[PROVIDED DATA]
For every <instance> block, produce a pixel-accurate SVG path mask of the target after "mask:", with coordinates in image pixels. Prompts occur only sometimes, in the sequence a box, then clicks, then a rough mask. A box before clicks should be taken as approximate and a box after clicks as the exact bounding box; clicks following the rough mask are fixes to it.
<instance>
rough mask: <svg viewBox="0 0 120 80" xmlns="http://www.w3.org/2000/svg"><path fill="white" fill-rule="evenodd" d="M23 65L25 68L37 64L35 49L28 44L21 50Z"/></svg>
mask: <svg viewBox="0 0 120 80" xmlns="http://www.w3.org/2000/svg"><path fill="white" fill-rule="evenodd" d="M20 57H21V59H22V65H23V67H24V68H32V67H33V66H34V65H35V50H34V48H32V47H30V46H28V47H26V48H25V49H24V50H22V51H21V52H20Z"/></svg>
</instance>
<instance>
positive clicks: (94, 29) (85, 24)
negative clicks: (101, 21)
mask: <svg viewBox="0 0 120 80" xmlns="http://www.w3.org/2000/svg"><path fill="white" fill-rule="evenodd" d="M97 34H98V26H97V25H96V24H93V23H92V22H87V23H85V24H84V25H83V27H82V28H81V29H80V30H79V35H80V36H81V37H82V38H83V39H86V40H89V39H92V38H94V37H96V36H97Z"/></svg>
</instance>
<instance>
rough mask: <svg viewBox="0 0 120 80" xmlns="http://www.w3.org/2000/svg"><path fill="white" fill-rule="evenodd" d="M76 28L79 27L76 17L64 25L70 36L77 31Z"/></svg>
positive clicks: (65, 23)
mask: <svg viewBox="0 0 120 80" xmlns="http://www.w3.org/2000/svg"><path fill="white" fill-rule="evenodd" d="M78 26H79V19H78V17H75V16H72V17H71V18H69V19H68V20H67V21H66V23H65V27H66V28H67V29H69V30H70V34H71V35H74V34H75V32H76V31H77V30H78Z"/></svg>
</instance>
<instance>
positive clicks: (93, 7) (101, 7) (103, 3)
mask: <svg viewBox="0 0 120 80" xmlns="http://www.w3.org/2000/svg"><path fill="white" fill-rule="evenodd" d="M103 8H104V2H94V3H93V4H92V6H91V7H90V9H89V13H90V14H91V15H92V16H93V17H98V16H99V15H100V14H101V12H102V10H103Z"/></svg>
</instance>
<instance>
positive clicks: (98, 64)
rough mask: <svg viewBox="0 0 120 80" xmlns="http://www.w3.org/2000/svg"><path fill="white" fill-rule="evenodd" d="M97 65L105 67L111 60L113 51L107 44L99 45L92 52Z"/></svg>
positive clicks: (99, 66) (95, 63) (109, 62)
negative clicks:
[/PROVIDED DATA]
TASK STATEMENT:
Please update all the lines above by replacing "rough mask" with "coarse mask" and leaving everything else as it is.

PROBLEM SOLUTION:
For every <instance> block, produce a pixel-accurate SVG path mask of the target after "mask:", with coordinates in image pixels. Prompts occur only sometimes, in the sequence a box, then clicks, then a coarse mask. A box before clicks should be taken as approximate and a box after clicks as the exact bounding box; clicks following the coarse mask are fixes to it.
<instance>
coarse mask: <svg viewBox="0 0 120 80" xmlns="http://www.w3.org/2000/svg"><path fill="white" fill-rule="evenodd" d="M23 65L25 68L37 64L35 49L28 44L21 50Z"/></svg>
mask: <svg viewBox="0 0 120 80" xmlns="http://www.w3.org/2000/svg"><path fill="white" fill-rule="evenodd" d="M20 57H21V59H22V65H23V67H24V68H32V67H33V66H34V65H35V50H34V48H32V47H30V46H28V47H26V48H25V49H24V50H22V51H21V52H20Z"/></svg>
</instance>
<instance>
positive clicks: (94, 29) (85, 24)
negative clicks: (101, 21)
mask: <svg viewBox="0 0 120 80" xmlns="http://www.w3.org/2000/svg"><path fill="white" fill-rule="evenodd" d="M97 34H98V26H97V25H96V24H93V23H92V22H87V23H85V24H84V25H83V27H82V28H81V29H80V30H79V35H80V36H81V37H82V38H83V39H86V40H89V39H92V38H94V37H96V36H97Z"/></svg>
</instance>
<instance>
coarse mask: <svg viewBox="0 0 120 80" xmlns="http://www.w3.org/2000/svg"><path fill="white" fill-rule="evenodd" d="M76 28L79 27L76 17L64 25L70 36L77 31Z"/></svg>
positive clicks: (65, 23)
mask: <svg viewBox="0 0 120 80" xmlns="http://www.w3.org/2000/svg"><path fill="white" fill-rule="evenodd" d="M78 26H79V19H78V17H75V16H72V17H71V18H69V19H68V20H67V21H66V23H65V27H66V28H67V29H69V30H70V34H71V35H74V34H75V32H76V31H77V30H78Z"/></svg>
</instance>
<instance>
positive clicks: (93, 7) (101, 7) (103, 3)
mask: <svg viewBox="0 0 120 80" xmlns="http://www.w3.org/2000/svg"><path fill="white" fill-rule="evenodd" d="M103 8H104V2H94V3H93V4H92V6H91V7H90V9H89V13H90V14H91V15H92V16H93V17H98V16H99V15H100V14H101V12H102V10H103Z"/></svg>
</instance>
<instance>
positive clicks: (98, 64)
coarse mask: <svg viewBox="0 0 120 80" xmlns="http://www.w3.org/2000/svg"><path fill="white" fill-rule="evenodd" d="M97 65L105 67L111 60L113 51L107 44L99 45L92 52Z"/></svg>
positive clicks: (99, 66) (95, 63) (109, 62)
negative clicks:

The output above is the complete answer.